## TEXT SHOWN:
# Funny (pics)



## Carsonsdaddy (Nov 1, 2006)

Here's a funny picture of Charlie. I don't know why he was laying like this but he was in this position for a while...



Anyone else with some funny pics?


----------



## jeffreyzone (Feb 8, 2006)

Gosh, he is a cute retriever. And that is indeed a funny picture!


----------



## Ginny (Nov 17, 2006)

Thats Funny! I couldn't tell if it was 1 dog or 2 !


----------



## RickGibbs (Dec 16, 2005)

Ginny said:


> Thats Funny! I couldn't tell if it was 1 dog or 2 !


:lol: I thought it was two dogs, too....


----------



## Ginny (Nov 17, 2006)

Heres one. 
Cody is a really messy eater!


----------



## Katiesmommy (Sep 10, 2006)

Charlie's a Retriever? Hmmm..I thought it was 2 dogs also...thanxs for sharing.


----------



## Katiesmommy (Sep 10, 2006)

Ginny said:


> Heres one.
> Cody is a really messy eater!


Oh my goodness...thats too cute. Thanxs for sharing. I know what you mean...some cats can be messy...we have a messy cat in our house


----------



## Carsonsdaddy (Nov 1, 2006)

i know it's such a wierd pics huh? when my wife showed it to me it took me a while to figure out what i was looking at. It's a good memory of him, and a great way to remember what his personality was like. He was such a silly boy. We sure miss him.


----------



## Carsonsdaddy (Nov 1, 2006)

Ginny said:


> Heres one.
> Cody is a really messy eater!


Our cat Leia is like that too. She get's pieces of cat food all over the counter. It's ridiculous! Especially cuz then i have to clean it up! :doh:


----------

## RECORD SET:
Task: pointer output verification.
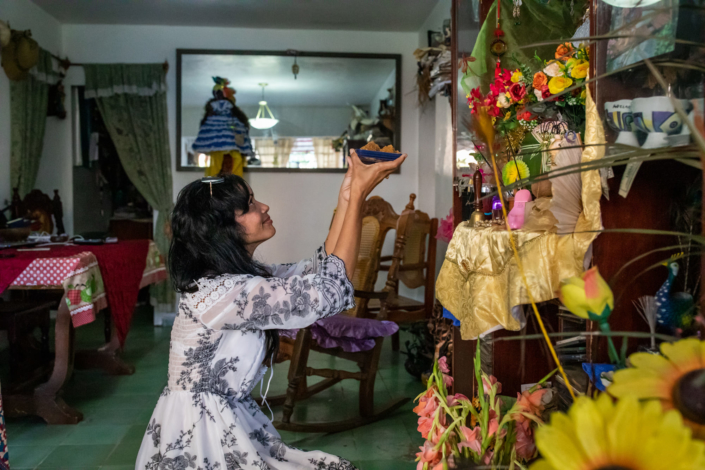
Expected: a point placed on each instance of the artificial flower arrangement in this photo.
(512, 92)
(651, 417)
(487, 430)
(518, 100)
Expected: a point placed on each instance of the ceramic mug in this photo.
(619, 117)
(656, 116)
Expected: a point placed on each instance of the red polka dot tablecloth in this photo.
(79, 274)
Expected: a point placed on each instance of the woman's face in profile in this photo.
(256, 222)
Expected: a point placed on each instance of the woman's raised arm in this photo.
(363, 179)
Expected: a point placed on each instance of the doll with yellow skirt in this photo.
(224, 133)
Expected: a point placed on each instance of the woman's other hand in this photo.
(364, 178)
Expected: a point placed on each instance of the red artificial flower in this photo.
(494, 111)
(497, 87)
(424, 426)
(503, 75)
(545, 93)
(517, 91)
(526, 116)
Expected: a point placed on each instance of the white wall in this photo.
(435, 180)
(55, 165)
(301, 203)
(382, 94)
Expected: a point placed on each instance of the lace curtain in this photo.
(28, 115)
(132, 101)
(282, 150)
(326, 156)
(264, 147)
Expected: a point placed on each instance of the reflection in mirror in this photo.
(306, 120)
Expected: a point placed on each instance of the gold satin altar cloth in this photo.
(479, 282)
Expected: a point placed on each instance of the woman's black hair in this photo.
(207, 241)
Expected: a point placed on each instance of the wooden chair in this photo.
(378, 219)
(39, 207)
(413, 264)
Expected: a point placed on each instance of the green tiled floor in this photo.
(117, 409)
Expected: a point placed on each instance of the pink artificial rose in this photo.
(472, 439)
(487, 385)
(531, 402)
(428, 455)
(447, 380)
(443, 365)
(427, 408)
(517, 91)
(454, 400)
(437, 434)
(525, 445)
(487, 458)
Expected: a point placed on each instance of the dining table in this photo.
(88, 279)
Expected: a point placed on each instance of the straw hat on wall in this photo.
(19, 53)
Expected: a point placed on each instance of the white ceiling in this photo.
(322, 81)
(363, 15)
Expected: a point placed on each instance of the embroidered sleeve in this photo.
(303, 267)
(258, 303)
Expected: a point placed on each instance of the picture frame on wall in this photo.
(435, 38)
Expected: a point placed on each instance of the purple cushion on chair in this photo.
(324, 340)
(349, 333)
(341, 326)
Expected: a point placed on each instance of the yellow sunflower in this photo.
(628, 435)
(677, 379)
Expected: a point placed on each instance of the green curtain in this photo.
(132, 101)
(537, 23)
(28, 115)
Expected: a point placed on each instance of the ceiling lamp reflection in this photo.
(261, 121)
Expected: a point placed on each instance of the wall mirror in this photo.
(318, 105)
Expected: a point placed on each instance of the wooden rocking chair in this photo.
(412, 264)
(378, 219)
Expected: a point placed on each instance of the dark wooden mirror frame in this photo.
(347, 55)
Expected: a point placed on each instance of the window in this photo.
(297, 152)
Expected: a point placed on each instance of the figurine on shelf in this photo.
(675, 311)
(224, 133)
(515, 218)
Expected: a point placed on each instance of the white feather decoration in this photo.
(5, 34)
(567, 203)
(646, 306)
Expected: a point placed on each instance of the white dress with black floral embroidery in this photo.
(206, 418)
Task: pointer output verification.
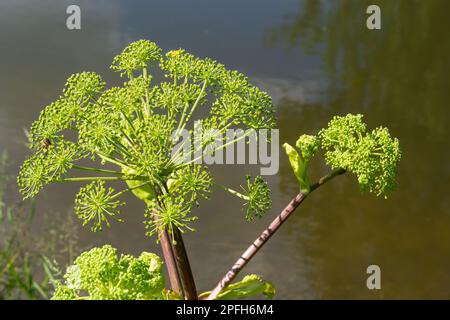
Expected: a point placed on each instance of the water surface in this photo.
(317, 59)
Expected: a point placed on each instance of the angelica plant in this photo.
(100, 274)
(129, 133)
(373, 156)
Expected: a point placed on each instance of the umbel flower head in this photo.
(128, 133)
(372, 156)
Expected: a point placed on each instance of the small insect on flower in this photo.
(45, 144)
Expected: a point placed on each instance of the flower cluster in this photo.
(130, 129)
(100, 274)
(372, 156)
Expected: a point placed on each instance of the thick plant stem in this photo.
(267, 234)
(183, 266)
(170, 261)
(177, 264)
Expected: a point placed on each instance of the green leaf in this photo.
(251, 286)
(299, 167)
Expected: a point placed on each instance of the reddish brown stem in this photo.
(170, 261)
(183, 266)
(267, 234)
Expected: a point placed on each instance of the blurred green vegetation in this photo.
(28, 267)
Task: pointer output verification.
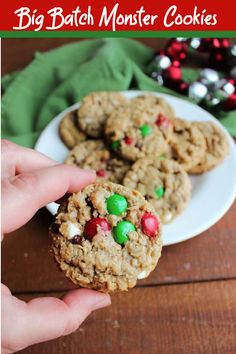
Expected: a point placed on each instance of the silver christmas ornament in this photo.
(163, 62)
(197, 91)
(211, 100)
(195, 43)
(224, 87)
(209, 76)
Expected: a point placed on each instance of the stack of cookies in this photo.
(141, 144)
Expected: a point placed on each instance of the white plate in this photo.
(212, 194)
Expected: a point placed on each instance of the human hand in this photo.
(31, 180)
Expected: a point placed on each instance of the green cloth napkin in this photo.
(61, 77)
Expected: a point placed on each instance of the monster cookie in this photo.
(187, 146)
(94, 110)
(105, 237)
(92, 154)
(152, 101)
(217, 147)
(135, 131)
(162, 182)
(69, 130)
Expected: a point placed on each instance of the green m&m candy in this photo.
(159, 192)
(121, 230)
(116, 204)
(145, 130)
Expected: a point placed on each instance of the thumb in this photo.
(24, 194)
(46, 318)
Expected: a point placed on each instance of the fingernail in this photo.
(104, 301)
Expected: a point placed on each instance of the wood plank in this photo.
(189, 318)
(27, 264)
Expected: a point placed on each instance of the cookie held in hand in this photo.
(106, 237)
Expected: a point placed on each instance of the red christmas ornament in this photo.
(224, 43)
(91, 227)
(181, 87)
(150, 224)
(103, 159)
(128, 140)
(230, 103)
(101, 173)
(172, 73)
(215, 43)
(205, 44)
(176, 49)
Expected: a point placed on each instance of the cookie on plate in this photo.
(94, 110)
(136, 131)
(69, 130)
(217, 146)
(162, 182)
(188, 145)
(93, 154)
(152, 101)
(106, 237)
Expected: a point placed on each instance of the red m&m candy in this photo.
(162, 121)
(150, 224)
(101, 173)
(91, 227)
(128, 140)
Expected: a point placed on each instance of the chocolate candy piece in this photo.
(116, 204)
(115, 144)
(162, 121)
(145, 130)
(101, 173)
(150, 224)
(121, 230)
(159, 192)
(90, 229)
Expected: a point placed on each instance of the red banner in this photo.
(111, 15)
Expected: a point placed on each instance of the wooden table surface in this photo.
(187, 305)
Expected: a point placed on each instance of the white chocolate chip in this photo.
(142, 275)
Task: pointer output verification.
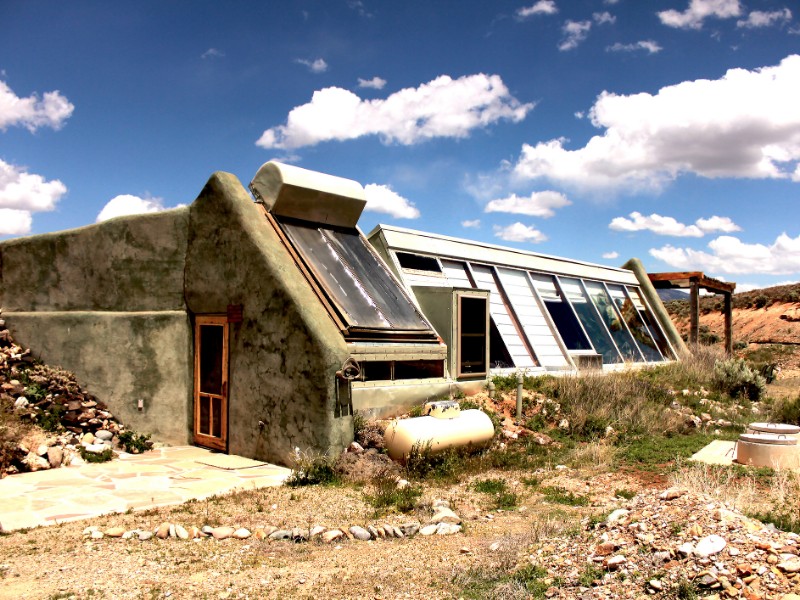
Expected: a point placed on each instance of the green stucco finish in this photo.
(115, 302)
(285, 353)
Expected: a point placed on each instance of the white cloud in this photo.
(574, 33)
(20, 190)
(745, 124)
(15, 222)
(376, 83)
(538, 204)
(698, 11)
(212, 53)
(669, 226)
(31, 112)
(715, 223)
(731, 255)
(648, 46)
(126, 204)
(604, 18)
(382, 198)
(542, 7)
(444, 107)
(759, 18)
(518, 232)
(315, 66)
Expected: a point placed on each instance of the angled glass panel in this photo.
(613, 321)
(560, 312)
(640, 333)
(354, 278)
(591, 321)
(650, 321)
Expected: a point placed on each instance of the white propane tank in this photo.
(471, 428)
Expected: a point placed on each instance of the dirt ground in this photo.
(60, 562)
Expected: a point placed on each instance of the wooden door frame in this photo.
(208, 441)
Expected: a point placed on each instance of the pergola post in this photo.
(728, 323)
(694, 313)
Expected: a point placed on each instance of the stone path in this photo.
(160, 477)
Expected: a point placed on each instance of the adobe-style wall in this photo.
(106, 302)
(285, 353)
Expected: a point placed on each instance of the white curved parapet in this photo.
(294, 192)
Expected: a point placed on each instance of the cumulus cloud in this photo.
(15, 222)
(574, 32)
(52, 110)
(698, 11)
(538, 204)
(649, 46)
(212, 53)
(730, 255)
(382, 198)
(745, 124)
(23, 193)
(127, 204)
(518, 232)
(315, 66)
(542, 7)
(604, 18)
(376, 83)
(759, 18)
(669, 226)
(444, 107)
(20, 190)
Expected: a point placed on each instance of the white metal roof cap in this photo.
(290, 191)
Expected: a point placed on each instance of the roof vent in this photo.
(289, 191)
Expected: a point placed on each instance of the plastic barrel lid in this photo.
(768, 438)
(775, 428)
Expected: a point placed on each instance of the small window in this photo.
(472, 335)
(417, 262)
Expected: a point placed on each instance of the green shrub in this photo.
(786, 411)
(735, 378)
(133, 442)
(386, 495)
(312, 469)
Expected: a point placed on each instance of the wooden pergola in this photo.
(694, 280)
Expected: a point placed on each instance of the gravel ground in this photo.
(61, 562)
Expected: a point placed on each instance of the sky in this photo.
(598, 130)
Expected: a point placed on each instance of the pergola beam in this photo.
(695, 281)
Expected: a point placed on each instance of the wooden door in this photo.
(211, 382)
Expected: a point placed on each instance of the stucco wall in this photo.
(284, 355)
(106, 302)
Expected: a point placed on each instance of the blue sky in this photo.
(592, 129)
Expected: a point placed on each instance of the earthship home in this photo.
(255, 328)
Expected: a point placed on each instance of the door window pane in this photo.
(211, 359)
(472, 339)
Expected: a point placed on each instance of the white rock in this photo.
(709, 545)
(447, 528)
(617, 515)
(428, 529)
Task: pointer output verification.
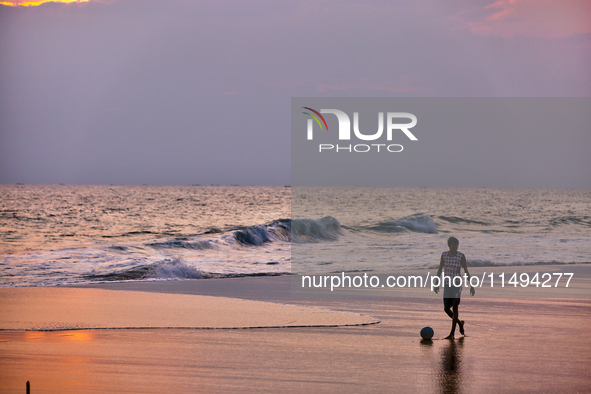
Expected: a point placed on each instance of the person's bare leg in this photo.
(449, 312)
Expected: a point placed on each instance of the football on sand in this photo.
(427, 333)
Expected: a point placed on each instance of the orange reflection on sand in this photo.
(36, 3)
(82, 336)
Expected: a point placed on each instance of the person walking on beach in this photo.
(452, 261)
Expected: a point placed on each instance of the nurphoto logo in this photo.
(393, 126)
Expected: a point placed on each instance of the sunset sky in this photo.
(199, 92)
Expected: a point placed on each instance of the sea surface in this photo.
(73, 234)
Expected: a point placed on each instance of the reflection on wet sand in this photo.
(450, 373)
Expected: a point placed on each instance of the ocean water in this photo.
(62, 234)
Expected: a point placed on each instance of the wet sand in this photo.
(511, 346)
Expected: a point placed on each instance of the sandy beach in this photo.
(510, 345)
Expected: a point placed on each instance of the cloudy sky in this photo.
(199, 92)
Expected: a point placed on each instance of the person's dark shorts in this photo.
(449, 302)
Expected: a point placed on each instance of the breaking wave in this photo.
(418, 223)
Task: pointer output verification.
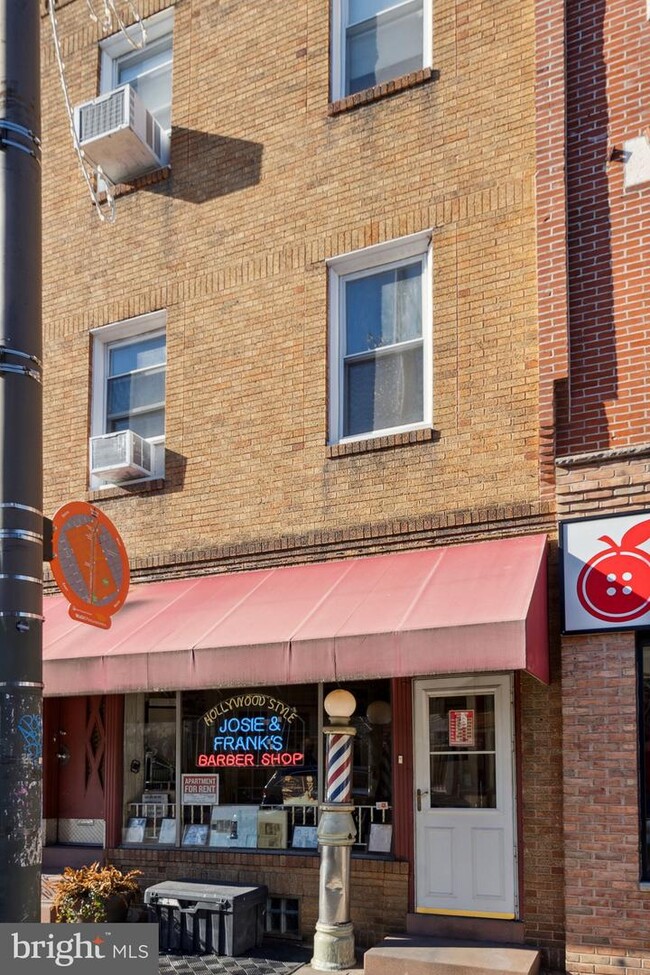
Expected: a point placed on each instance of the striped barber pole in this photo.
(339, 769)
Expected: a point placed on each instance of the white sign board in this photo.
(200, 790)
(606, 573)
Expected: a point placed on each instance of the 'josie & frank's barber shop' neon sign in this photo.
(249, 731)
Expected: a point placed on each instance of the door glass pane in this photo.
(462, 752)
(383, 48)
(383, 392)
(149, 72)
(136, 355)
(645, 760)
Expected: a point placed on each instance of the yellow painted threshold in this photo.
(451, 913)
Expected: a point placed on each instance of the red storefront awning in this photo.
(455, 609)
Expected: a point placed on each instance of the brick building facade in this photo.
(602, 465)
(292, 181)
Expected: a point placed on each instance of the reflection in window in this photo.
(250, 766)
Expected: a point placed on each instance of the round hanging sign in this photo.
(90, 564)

## TASK INSTRUCTIONS:
• a. In the funny pictures thread, what is the name of the Carsonsdaddy household's cat that scatters food on the counter?
• b. Sum up the funny pictures thread in two sentences.

## ANSWERS IN ORDER:
• a. Leia

• b. Carsonsdaddy posted a funny picture of Charlie lying in an odd position and asked others to share funny pictures, and several replies said they thought it showed two dogs. Ginny shared one of Cody, a messy eater, and Carsonsdaddy replied that their cat Leia is messy too, and said in another post that they miss Charlie.